Tareas –
**a)** Según el texto sobre los colonos, ¿a quién llaman los colonos para que se arreste a los palestinos?
**b)** Cambia en el texto sobre los colonos el fragmento que empieza con las palabras que contienen "Cuando uno ve" y acaba con "con una secta?": escríbelo de nuevo sustituyendo "prepotentes" por "arrogantes".
**c)** Enumera todos los territorios que se mencionan por su nombre en el texto sobre los colonos.

Cuando uno ve cómo se comportan los colonos en Cisjordania, cargando con sus armas, prepotentes y llenos de odio y desprecio por los palestinos, resulta obvio que son fundamentalistas con muy poca formación y una actitud mesiánica de exterminio hacia los palestinos. ¿Cómo ha fomentado el Estado israelí el crecimiento de este colectivo que tiene tantas similitudes con una secta?
Hay dos tipos de colonos en Cisjordania. Gente que quiere vivir allí porque el gobierno subvenciona a quienes se instalen en los asentamientos, en casas grandes, bonitas, jardín… Son gente que no piensa lo que está haciendo realmente, como los alemanes que decidieron no mirar por encima de la valla para no ver cómo mataban a los judíos al otro lado de su patio.
Y luego están los colonos con una ideología mesiánica sionista, que creen que el pueblo palestino tiene que marcharse de Cisjordania, pero también de Líbano, de Gaza, de todas partes. Y usan a jóvenes que vienen de hogares rotos, que, en muchos casos, abandonaron la escuela y que, para no vivir en la calle, terminan viviendo con estos adultos que los educan en el odio a los palestinos. Su función es acosarles mediante las armas para que se marchen y poder expandir ahí los asentamientos. Es una política gubernamental que lleva muchos años y que el gobierno de extrema derecha de Netanyahu ha reforzado poniendo al Ejército a trabajar para ellos. Lo he visto estando con los beduinos. Los colonos llaman al comandante y este envía a soldados que arrestan a los palestinos.

Registros –

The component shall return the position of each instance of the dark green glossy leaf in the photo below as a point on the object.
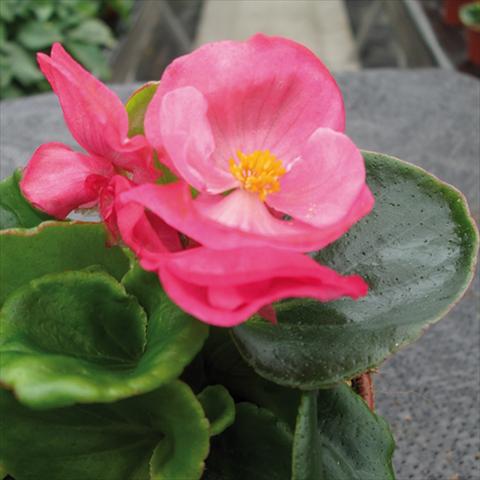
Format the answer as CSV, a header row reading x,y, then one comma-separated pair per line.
x,y
136,107
221,363
78,337
219,407
15,211
417,251
55,247
257,446
162,435
337,437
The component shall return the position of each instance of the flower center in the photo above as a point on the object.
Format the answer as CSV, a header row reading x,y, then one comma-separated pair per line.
x,y
258,172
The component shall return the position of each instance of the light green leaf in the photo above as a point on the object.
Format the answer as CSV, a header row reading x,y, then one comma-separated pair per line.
x,y
53,247
23,65
257,446
90,56
337,437
416,250
136,107
93,31
78,337
219,408
162,435
15,211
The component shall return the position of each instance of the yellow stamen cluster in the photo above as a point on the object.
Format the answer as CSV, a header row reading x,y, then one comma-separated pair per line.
x,y
258,172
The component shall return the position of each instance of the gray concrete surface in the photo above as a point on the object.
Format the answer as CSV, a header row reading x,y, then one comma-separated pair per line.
x,y
321,25
429,392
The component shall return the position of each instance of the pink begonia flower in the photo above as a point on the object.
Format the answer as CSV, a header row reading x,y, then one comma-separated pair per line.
x,y
145,233
227,287
58,180
256,128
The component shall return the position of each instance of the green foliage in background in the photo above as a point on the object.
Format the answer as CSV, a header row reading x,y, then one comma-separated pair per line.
x,y
86,28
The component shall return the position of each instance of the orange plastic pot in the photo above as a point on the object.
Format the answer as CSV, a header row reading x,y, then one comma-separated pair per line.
x,y
451,9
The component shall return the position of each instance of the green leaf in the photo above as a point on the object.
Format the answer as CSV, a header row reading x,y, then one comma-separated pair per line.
x,y
416,250
36,35
93,31
53,247
338,437
222,363
219,408
71,337
15,211
44,9
8,10
23,65
257,446
90,56
162,435
136,107
79,337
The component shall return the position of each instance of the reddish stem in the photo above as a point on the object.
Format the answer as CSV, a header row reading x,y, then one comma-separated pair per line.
x,y
363,385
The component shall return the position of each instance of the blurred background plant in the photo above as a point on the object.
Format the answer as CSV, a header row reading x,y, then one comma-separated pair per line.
x,y
124,41
88,29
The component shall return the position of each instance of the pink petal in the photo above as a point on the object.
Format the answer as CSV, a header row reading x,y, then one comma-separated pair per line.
x,y
146,234
324,182
239,219
58,180
265,93
188,140
225,288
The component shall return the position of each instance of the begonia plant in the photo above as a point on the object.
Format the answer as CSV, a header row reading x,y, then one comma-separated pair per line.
x,y
249,270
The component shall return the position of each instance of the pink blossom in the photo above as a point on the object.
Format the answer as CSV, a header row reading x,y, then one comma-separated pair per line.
x,y
57,179
256,128
227,287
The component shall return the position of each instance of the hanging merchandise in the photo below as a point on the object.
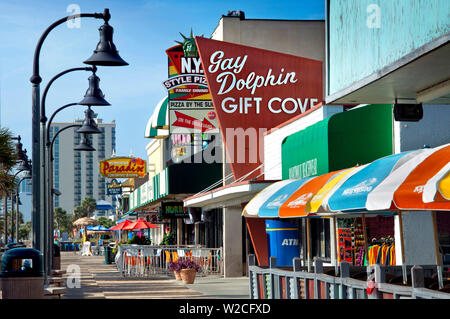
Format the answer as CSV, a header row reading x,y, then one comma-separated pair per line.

Resultados del ejercicio –
**a)** Al comandante.

**b)**
Cuando uno ve cómo se comportan los colonos en Cisjordania, cargando con sus armas, arrogantes y llenos de odio y desprecio por los palestinos, resulta obvio que son fundamentalistas con muy poca formación y una actitud mesiánica de exterminio hacia los palestinos. ¿Cómo ha fomentado el Estado israelí el crecimiento de este colectivo que tiene tantas similitudes con una secta?

**c)** Cisjordania, Líbano y Gaza.